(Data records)
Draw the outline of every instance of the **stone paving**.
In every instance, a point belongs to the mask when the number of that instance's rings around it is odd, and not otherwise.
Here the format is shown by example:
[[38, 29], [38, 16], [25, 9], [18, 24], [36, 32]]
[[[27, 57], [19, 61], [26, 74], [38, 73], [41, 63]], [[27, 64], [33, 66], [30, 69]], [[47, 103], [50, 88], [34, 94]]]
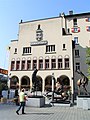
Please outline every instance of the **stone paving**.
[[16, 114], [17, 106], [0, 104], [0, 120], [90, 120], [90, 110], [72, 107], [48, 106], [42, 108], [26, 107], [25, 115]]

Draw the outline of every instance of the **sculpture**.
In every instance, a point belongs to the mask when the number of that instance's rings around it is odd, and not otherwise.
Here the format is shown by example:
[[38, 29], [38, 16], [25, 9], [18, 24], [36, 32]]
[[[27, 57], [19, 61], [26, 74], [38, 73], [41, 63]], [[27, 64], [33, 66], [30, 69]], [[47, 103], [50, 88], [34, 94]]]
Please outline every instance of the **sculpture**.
--
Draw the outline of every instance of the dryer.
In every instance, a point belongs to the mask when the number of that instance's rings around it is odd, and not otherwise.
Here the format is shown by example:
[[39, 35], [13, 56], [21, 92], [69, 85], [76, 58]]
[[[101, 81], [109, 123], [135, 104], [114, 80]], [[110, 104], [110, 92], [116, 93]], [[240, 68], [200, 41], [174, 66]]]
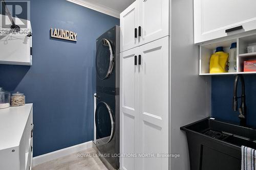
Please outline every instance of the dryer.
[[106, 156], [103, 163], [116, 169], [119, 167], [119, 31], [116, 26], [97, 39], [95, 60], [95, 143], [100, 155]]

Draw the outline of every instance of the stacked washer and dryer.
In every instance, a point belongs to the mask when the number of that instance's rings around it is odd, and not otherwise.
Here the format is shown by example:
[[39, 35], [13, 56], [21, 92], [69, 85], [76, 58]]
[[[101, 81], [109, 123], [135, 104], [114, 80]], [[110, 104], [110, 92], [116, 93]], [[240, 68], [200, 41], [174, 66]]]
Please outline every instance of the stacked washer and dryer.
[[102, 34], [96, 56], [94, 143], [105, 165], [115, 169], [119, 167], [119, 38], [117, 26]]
--
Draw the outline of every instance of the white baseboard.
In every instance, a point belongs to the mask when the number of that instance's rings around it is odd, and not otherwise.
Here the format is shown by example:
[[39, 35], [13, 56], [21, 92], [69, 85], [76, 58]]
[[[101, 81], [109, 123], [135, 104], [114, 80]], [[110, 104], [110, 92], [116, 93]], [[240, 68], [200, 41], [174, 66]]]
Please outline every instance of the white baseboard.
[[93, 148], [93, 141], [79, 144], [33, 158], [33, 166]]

Work to be completed — Reproduce the material from the line with "Draw the outline of every instance of the dryer." up to and including the line with "38], [117, 26]]", swapping "dryer" for "drying machine" and changing nothing else. Omit the pictures.

Answer for the task —
Draw the outline of every instance of the drying machine.
In every instance, a point belongs to the mask when the number of that instance's rings around it is odd, and not otherwise.
Here the format is shown by example:
[[39, 35], [13, 56], [21, 92], [69, 85], [76, 58]]
[[[101, 81], [109, 123], [135, 104], [114, 80]], [[110, 104], [110, 92], [116, 93]], [[240, 68], [200, 41], [174, 66]]]
Please outline every instance of the drying machine.
[[106, 156], [103, 163], [116, 169], [119, 167], [119, 31], [116, 26], [97, 39], [95, 60], [95, 143], [100, 155]]

Draw the outline of every instance of the stacked washer and drying machine.
In every instance, a point belongs to the mask when the number of that instance's rings around it is odd, and not otherwise.
Here the format is shown by example:
[[39, 35], [13, 56], [21, 92], [69, 85], [76, 58]]
[[[101, 81], [109, 123], [135, 104], [114, 80]], [[110, 104], [110, 92], [116, 93]], [[240, 68], [200, 41], [174, 66]]]
Please outline every instance of the stacked washer and drying machine.
[[102, 34], [96, 56], [94, 143], [105, 165], [115, 169], [119, 167], [119, 38], [117, 26]]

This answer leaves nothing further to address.